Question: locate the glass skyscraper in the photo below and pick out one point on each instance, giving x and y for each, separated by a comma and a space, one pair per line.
☆ ☆ ☆ ☆ ☆ ☆ ☆
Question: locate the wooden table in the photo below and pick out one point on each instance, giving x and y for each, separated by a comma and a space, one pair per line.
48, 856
☆ ☆ ☆ ☆ ☆ ☆ ☆
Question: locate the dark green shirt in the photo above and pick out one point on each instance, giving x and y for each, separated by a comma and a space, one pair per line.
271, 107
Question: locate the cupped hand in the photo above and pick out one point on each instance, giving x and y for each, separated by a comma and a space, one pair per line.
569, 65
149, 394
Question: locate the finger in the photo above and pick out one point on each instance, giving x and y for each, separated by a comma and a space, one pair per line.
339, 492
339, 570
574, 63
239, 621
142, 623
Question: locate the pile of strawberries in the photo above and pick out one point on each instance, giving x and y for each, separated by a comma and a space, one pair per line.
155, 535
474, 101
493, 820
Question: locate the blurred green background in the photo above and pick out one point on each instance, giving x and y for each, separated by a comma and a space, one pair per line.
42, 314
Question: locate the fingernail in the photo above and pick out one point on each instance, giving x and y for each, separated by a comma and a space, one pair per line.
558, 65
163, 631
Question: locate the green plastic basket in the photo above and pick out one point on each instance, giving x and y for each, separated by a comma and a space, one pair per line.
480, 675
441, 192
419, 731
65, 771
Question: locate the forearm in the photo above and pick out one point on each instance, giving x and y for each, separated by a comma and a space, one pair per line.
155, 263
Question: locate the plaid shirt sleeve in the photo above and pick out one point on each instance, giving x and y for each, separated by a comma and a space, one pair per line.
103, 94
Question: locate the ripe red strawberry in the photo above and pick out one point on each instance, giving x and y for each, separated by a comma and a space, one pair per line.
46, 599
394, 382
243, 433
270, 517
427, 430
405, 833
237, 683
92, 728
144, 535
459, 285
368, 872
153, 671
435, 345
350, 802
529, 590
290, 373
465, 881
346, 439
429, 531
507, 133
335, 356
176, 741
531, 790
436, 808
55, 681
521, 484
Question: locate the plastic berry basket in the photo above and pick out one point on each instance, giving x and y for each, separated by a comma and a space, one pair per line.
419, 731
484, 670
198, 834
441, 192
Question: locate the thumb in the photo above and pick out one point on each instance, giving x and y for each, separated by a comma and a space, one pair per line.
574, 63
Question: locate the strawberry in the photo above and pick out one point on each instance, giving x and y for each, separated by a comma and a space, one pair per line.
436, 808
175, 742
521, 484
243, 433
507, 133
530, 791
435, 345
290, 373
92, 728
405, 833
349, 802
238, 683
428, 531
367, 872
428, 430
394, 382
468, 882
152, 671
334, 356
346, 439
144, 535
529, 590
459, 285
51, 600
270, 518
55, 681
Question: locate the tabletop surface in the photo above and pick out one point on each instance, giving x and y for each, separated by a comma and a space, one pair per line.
☆ ☆ ☆ ☆ ☆ ☆ ☆
§ STATED GOAL
Turn the entries from the line containing "Question: locate the strawberry" through the line containing "Question: locate the tabletop", both included, into a numbered list with one line per item. Leave out any blank lines.

§ RESPONSE FOR THIS EXERCISE
1. Question: locate the strawberry in the photo above and pick out one point on each instance, giving x and y for each, separated by a comma and a space, one pair per line.
2. 436, 808
3. 175, 742
4. 521, 484
5. 243, 433
6. 507, 133
7. 530, 791
8. 435, 345
9. 290, 373
10. 92, 728
11. 405, 833
12. 349, 802
13. 238, 683
14. 428, 531
15. 367, 872
16. 428, 430
17. 394, 382
18. 468, 882
19. 152, 671
20. 334, 356
21. 346, 439
22. 144, 535
23. 529, 590
24. 459, 285
25. 51, 600
26. 270, 518
27. 55, 681
28. Question: locate the tabletop surface in the photo above and pick out one point on each instance, giving x and y for each, separated by a comma and a space, one pair per line.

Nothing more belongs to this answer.